Supplied text -
--------------------------------------------------
Each is unique to his judgment, and this involves deciding whether to get or not to get the COVID-19 vaccine.
The Catholic Bishops of Colorado issued their affirmation support on the use of the COVID-19 vaccine. According to the statement, "vaccines are morally acceptable under certain circumstances." They believed that "a good end cannot justify evil means."
They support the vaccine on conditions that:
- Ethical criteria are foremost crucial in developing the vaccine, and that;
- No vaccine should be developed, produced, or used as lab testing using human cell lines coming from aborted fetuses
- No vaccines or medicines should be developed using fetal cells as this is unethical and unacceptable
The bishops, however, implied that:
- Vaccination must be voluntary and not morally obligatory.
- A person has a moral obligation to refuse any medical products, including vaccines created from human cells derived from abortion. But maybe permissible under case-specific conditions, specifically if there are no other available alternatives, and the intent is to preserve life.
- Respect should be given to a person on his judgment to know whether the benefits of vaccines outweigh the side effects.
- It's a personal moral obligation to obey his conscience.
--------------------------------------------------
Entries provided -
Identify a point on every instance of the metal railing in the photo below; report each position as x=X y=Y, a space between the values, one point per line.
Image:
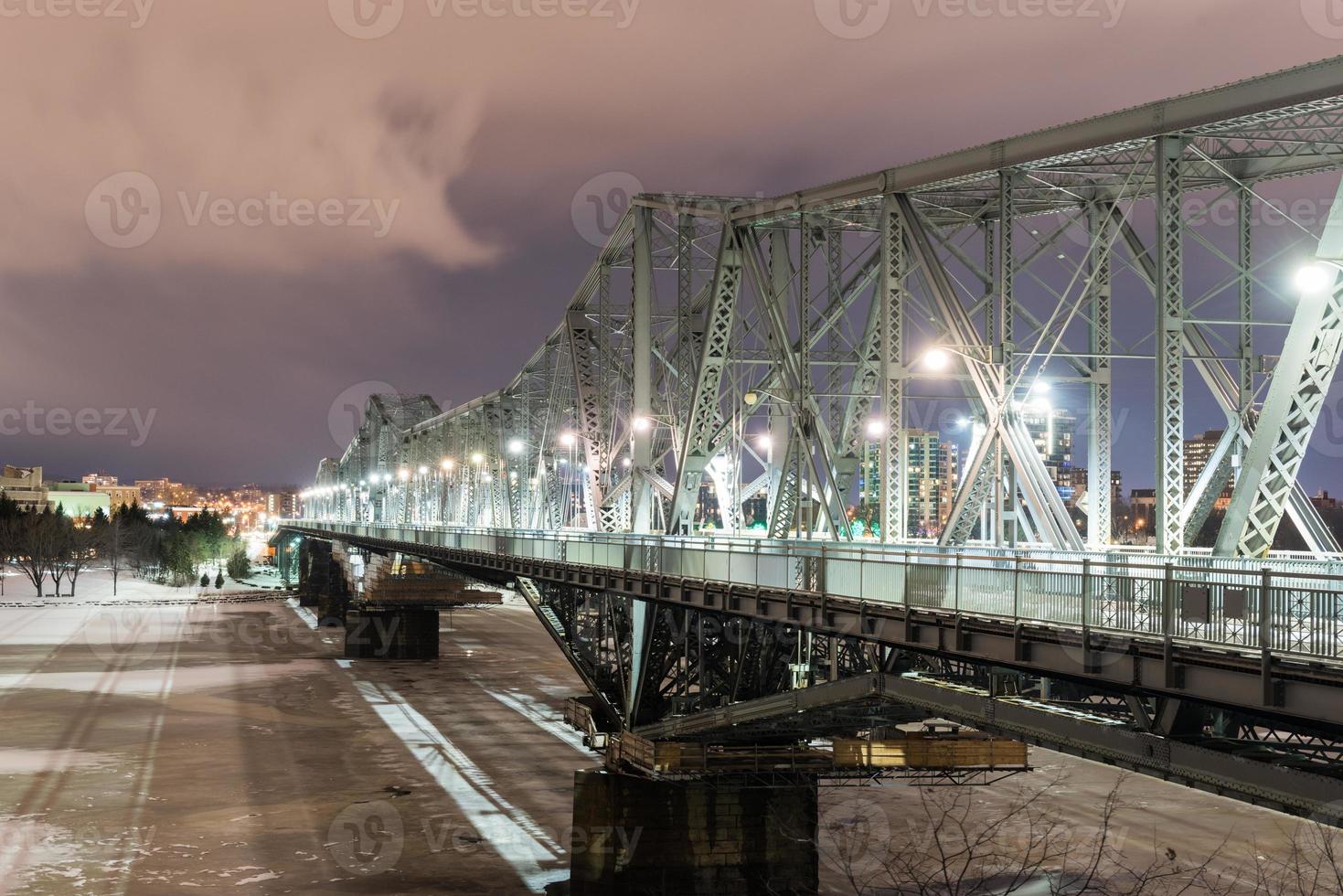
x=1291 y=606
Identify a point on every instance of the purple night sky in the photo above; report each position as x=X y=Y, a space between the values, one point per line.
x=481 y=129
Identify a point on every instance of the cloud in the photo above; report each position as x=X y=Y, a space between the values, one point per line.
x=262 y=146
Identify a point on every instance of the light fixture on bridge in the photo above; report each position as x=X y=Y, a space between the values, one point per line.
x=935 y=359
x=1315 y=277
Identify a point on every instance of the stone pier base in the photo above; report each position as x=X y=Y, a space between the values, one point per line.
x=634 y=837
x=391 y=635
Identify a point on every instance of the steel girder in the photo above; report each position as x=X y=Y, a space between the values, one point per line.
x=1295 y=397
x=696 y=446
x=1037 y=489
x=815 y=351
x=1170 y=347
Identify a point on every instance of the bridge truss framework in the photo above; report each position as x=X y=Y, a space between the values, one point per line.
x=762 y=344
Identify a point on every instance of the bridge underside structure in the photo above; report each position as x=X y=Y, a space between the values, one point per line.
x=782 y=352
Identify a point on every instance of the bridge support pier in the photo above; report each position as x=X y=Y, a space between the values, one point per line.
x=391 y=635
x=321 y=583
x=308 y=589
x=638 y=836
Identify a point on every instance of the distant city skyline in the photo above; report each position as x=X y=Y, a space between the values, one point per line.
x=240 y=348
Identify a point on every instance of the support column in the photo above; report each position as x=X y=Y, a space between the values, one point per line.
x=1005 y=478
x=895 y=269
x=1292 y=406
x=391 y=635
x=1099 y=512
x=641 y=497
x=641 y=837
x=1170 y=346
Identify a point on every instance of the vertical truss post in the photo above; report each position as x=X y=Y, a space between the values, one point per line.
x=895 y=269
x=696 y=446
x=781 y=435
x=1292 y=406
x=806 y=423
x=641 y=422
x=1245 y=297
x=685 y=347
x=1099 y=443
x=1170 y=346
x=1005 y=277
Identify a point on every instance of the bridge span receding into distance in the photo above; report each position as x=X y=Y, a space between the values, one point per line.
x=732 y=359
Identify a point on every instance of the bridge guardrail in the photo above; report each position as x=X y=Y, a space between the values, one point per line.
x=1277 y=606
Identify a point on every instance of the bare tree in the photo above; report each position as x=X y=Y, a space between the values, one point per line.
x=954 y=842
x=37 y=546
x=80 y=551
--------------------------------------------------
Study questions -
a) Revise the text on the Colorado bishops' vaccine statement, beginning at the words "- A person has" and stopping after "obey his conscience.", and put "risks" in place of "side effects".
b) Carry on the text about the Colorado bishops' statement on the COVID-19 vaccine from where it stops.
The records can be left aside.

Answers below -
a)
- A person has a moral obligation to refuse any medical products, including vaccines created from human cells derived from abortion. But maybe permissible under case-specific conditions, specifically if there are no other available alternatives, and the intent is to preserve life.
- Respect should be given to a person on his judgment to know whether the benefits of vaccines outweigh the risks.
- It's a personal moral obligation to obey his conscience.

b)
The COVID-19 Vaccines
The Catholic Bishops recognize the phenomenal potential of the vaccine in eliminating the suffering of humanity, which will lead to the end of the COVID-19 pandemic. And if any person comes to an informed judgment about receiving or not the vaccine, it is his moral conscience that he should follow and not be penalized for his decision.
However, given the availability, the bishops warned to receive only the morally acceptable brands - Moderna or Pfizer. Despite FDA approval, the Catholic Bishops warned to avoid other morally compromised brands - Johnson & Johnson Or AstraZeneca because they used cell lines derived from aborted fetuses in its development, design, production, and testing.
Given the FDA approval and the Catholic Bishops' affirmation, reminder, and warnings, people have in their hands the moral obligation to willfully decide on getting vaccinated. And it is their conscience in choosing the morally acceptable brands available.